Object location annotation data

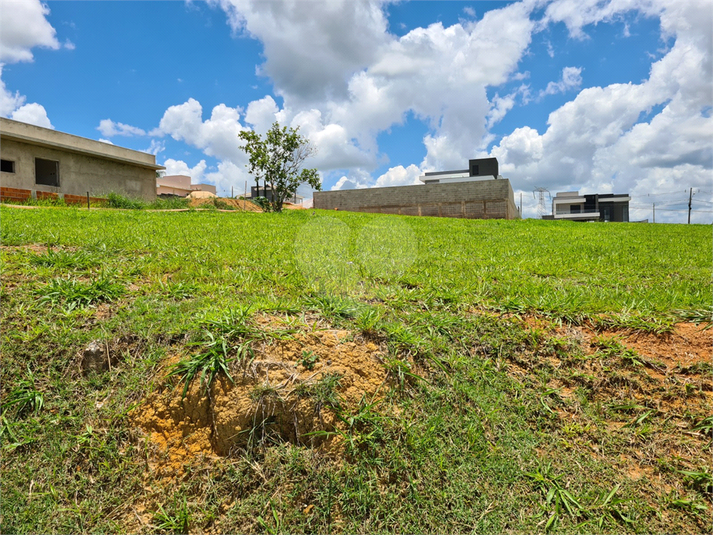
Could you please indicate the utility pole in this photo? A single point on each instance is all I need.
(541, 201)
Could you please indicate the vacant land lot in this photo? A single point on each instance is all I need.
(333, 372)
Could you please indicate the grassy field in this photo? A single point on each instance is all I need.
(511, 394)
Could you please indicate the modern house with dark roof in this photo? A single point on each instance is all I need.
(572, 206)
(478, 192)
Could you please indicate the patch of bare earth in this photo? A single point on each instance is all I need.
(245, 206)
(653, 401)
(283, 393)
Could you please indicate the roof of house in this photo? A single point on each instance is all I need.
(45, 137)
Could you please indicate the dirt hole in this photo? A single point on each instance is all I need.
(291, 391)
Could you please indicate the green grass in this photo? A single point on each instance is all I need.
(460, 442)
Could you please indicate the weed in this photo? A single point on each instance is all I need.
(705, 426)
(365, 426)
(400, 371)
(233, 323)
(607, 508)
(700, 316)
(75, 293)
(208, 363)
(700, 480)
(63, 259)
(177, 522)
(368, 321)
(25, 397)
(333, 306)
(309, 359)
(323, 392)
(179, 290)
(558, 500)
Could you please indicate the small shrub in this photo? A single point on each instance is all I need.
(75, 293)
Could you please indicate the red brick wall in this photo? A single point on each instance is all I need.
(81, 199)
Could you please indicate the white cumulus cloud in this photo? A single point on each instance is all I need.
(32, 114)
(23, 26)
(109, 128)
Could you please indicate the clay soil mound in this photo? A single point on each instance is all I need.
(292, 390)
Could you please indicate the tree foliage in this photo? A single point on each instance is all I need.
(277, 161)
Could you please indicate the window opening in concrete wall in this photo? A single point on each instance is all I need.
(46, 172)
(7, 166)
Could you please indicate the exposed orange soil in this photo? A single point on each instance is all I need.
(667, 384)
(245, 206)
(271, 396)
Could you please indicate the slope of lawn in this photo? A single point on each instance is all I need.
(513, 400)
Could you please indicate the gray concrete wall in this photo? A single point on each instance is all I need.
(486, 199)
(78, 173)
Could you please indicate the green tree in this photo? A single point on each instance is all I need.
(277, 161)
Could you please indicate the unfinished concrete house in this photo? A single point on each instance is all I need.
(41, 163)
(478, 192)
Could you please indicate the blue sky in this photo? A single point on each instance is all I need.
(589, 95)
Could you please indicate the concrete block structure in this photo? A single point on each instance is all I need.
(474, 193)
(572, 206)
(43, 163)
(481, 199)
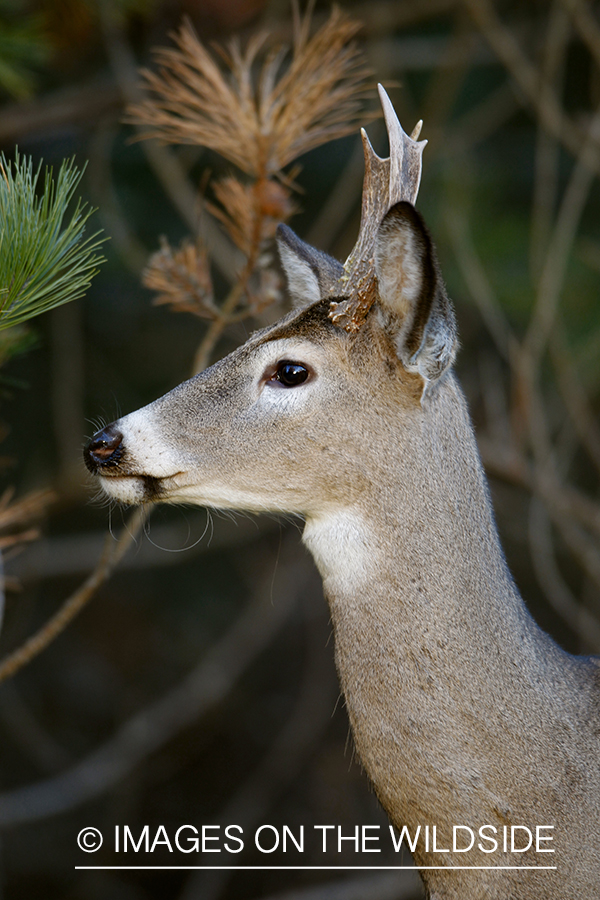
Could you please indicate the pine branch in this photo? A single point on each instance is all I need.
(44, 258)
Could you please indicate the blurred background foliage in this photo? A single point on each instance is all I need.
(123, 719)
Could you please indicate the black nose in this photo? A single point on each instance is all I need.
(104, 450)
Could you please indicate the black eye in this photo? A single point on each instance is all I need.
(290, 374)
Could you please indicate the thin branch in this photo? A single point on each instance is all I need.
(204, 688)
(113, 552)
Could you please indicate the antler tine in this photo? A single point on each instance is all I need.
(386, 182)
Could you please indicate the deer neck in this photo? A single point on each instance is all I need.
(438, 658)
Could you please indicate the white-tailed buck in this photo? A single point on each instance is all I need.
(347, 413)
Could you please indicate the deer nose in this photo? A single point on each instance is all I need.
(104, 449)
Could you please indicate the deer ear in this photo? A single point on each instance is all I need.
(310, 273)
(412, 296)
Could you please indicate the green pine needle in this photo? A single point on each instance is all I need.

Directions
Without the pictures, print the whole listing exactly as given.

Reply to the task
Could you please indicate the utility pole in this photo? A single point on each instance is all I need.
(541, 201)
Could you please indicate the vacant land lot in this photo? A single point on each instance is all I need.
(333, 372)
Could you please indicate the grassy field in this photo? A single point on each instance is all I need.
(511, 394)
Could you please indicate the modern house with dark roof in this photo? A single point on each instance is all I need.
(572, 206)
(478, 192)
Could you please indicate the patch of bare earth in this photo? A single point on each instance is all I need.
(245, 206)
(653, 401)
(283, 393)
Could you please indicate the roof of house in this photo? A single point on each instance is all I need.
(45, 137)
Could you please indicate the dirt hole in this photo? A single point on each instance is all I need.
(291, 391)
Could you please indicate the green grass in this photo? A single point on each instance is all I need.
(460, 442)
Could you please indicate the weed in this photo? A single point on each instance is all I need.
(705, 426)
(365, 426)
(400, 371)
(233, 323)
(607, 508)
(700, 316)
(75, 293)
(208, 363)
(700, 480)
(63, 259)
(177, 522)
(368, 321)
(25, 397)
(333, 306)
(309, 359)
(323, 392)
(179, 290)
(558, 500)
Could you please indicate the small shrub in this photo? A single point on each instance is all I need.
(75, 293)
Could you please indicate the red brick wall in this photo? A single point on each instance is all I need.
(81, 199)
Could you please indicate the white cumulus cloud in this photo? A single point on each instance is all I need.
(32, 114)
(23, 26)
(109, 128)
Could you please indicate the clay soil mound in this photo? A single point on each instance is all I need.
(292, 390)
Could you please indicate the tree foliage in this photo? A single point on each instance is all I need.
(277, 161)
Could you please indicate the window opening in concrete wall in this photo? A single point on each instance is all I need.
(46, 172)
(7, 166)
Could you please indicate the exposed orange soil in this photo? A single point on each instance is all I need.
(667, 384)
(245, 206)
(271, 396)
Could you please indicate the slope of lawn in this photo? A single point on each instance is all I need.
(513, 400)
Could you please indicate the gray concrete wall in this photo? A single point on each instance is all I need.
(486, 199)
(78, 173)
Could you please indicate the green tree in this photo? A single point on each instance is all I need.
(277, 161)
Could you please indicate the unfinished concrete house in this photo? A single point on each instance is all I need.
(41, 163)
(478, 192)
Could you please indicate the blue sky in this photo? A single point on each instance is all I need.
(589, 95)
Could you please indicate the concrete block structure in this photo? A single point on each instance is all I need.
(474, 193)
(572, 206)
(43, 163)
(481, 199)
Could you please indicate the pine branch in this photo? A single point on each instance is all I need.
(44, 258)
Could you please indicate the blurred background foliage in this photo? A single point on each instance is all I need.
(123, 719)
Could you please indicate the black nose in this photo? A single point on each instance is all I need.
(104, 450)
Could you please indicate the black eye in this photo? A single point on each instance is all I need.
(290, 374)
Could you please indicate the thin branch in this photo? A single point on each instance is all I need.
(204, 688)
(113, 552)
Could you please indicate the antler tine in this photo? A single point on each instance is all I need.
(386, 182)
Could you please indicate the deer neck in this photo? A single point on each instance is all I need.
(438, 658)
Could you please indicate the white-tailed buck in this photo? A single point on each instance is all I need.
(347, 413)
Could you please indicate the deer nose in this photo? A single point on each instance is all I need.
(104, 449)
Could you please indicate the deer ear in this photo? A single point on each instance is all I need.
(310, 273)
(412, 296)
Could you please indicate the green pine needle in this photo? A single point on each instance is all I need.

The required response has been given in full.